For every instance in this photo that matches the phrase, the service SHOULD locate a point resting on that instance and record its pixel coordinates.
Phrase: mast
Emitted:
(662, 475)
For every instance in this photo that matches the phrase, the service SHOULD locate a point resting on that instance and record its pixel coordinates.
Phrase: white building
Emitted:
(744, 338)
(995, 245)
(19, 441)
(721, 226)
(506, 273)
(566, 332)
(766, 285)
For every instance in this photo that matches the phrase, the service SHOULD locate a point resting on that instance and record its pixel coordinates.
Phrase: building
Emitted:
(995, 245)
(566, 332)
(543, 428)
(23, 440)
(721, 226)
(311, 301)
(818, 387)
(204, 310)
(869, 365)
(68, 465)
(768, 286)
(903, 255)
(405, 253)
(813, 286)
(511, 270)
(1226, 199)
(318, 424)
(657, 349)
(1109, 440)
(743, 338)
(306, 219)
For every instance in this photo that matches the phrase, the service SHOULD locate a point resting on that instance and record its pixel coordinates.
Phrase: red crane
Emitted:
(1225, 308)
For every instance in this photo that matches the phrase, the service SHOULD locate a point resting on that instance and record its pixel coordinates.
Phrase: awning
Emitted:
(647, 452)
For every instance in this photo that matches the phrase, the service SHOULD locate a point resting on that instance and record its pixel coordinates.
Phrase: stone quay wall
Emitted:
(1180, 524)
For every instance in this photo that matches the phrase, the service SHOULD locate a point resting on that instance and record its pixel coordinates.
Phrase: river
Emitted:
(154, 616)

━━━━━━━━━━━━━━━━━━━━━━━━━━━━━━

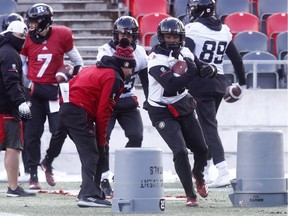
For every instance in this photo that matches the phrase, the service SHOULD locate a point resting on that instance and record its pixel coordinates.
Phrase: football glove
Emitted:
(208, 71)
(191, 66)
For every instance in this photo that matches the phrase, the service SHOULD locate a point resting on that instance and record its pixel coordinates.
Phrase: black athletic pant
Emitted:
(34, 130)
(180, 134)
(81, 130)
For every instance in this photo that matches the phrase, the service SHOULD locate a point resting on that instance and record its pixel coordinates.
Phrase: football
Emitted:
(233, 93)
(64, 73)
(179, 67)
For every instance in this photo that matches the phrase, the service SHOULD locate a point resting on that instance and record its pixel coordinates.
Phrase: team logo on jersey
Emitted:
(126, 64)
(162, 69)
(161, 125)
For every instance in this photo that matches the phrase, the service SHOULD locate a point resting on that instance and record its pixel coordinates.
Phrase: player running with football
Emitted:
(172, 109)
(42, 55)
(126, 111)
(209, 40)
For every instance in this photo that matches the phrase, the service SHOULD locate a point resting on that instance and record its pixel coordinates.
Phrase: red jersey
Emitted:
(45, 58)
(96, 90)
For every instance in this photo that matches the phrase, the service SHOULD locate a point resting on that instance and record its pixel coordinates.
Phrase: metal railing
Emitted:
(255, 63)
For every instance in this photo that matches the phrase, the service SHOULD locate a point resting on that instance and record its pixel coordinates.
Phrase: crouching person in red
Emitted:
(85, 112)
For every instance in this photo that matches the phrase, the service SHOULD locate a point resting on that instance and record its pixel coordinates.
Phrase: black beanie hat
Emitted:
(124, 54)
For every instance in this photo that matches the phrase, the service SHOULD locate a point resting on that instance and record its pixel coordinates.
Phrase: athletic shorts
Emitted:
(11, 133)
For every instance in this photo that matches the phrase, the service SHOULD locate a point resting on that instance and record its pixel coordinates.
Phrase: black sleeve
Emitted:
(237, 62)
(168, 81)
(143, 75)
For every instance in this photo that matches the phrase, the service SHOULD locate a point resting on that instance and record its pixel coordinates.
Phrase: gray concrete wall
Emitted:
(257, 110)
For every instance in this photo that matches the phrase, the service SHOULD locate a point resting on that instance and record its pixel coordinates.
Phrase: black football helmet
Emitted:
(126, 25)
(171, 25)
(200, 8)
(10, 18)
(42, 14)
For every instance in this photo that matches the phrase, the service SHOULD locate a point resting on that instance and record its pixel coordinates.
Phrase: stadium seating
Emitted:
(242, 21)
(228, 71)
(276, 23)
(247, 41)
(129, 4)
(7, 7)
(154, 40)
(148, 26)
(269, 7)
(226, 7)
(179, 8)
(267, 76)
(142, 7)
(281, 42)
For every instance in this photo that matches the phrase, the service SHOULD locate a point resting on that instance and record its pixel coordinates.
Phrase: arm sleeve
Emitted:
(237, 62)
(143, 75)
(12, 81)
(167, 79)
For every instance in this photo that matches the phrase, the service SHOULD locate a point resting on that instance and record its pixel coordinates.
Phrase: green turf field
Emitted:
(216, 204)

━━━━━━━━━━━━━━━━━━━━━━━━━━━━━━

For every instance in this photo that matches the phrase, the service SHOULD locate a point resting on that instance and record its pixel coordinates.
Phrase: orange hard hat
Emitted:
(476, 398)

━━━━━━━━━━━━━━━━━━━━━━━━━━━━━━

#### WORK ITEM:
Identify each line in the records above that contains the word "building", and copy it out in full.

#### SOLUTION BELOW:
Phrase: white building
Phrase: building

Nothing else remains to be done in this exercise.